Source.
|---|
The CRC warrants that the branch offices will only receive electronic copies of
files for clients that they service. The branch offices will not have access to
files of clients that they do not service. Factual Data Corp (FDC) will have
access to all files, regardless of location. The branch offices cannot, and
never will have, access to the FDC secure merged logic source code, system
architecture or FDC Loan Prospector communication access point. Neither the
branch offices or FDC have access to the Loan Prospector System as a user. The
only access point with Xxxxxxx Mac is a secure communication point at the FDC
technology center. Additionally, files copied to the offices and at FDC have
secure locks on all identifying social security numbers.
The branch offices will receive an electronic copy of the Loan Prospector credit
file after the file has been ordered and processed by FDC and the Loan
Prospector System. There will be no slow down to the system as the electronic
copy is only sent after the client has received the file. This electronic copy
only allows the Branch offices the ability to access tradeline information and
complete customer service when requested by Loan Prospector clients. The
tracking system assures that only requested customer service is completed and
all customer service is documented and permanently stored with the file.
|---|
Given problem 1.
Answer these questions using the branch office access passage:
(a) Which party will have access to all files, regardless of location?
(b) What do files copied to the offices and at FDC have secure locks on?
(c) Where is all customer service documented and permanently stored?
Given problem 2.
Retype the part of the branch office access passage starting with "The branch offices will receive" and going on through "with the file.".
The data below this passage come from a different source.

Record set.
|---|
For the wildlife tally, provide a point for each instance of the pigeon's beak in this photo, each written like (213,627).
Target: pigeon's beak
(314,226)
|---|
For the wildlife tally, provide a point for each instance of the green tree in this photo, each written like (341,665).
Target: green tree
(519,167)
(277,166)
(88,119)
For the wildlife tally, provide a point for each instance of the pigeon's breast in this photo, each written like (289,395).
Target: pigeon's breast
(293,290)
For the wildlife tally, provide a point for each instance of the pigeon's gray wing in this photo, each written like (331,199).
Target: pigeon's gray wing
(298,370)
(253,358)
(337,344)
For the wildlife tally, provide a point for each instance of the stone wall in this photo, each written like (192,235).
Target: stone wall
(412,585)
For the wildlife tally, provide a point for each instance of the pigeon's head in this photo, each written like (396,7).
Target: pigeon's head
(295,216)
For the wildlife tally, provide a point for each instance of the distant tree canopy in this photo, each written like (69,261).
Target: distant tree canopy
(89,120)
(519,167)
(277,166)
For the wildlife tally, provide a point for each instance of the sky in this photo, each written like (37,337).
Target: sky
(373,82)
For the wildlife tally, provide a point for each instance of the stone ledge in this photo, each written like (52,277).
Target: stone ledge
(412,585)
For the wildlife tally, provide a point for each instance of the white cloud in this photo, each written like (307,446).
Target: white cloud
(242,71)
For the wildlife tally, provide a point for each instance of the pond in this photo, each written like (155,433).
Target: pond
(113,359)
|---|
Result 1.
(a) Factual Data Corp (FDC)
(b) All identifying social security numbers
(c) With the file

Result 2.
The branch offices will receive an electronic copy of the Loan Prospector credit
file after the file has been ordered and processed by FDC and the Loan
Prospector System. There will be no slow down to the system as the electronic
copy is only sent after the client has received the file. This electronic copy
only allows the Branch offices the ability to access tradeline information and
complete customer service when requested by Loan Prospector clients. The
tracking system assures that only requested customer service is completed and
all customer service is documented and permanently stored with the file.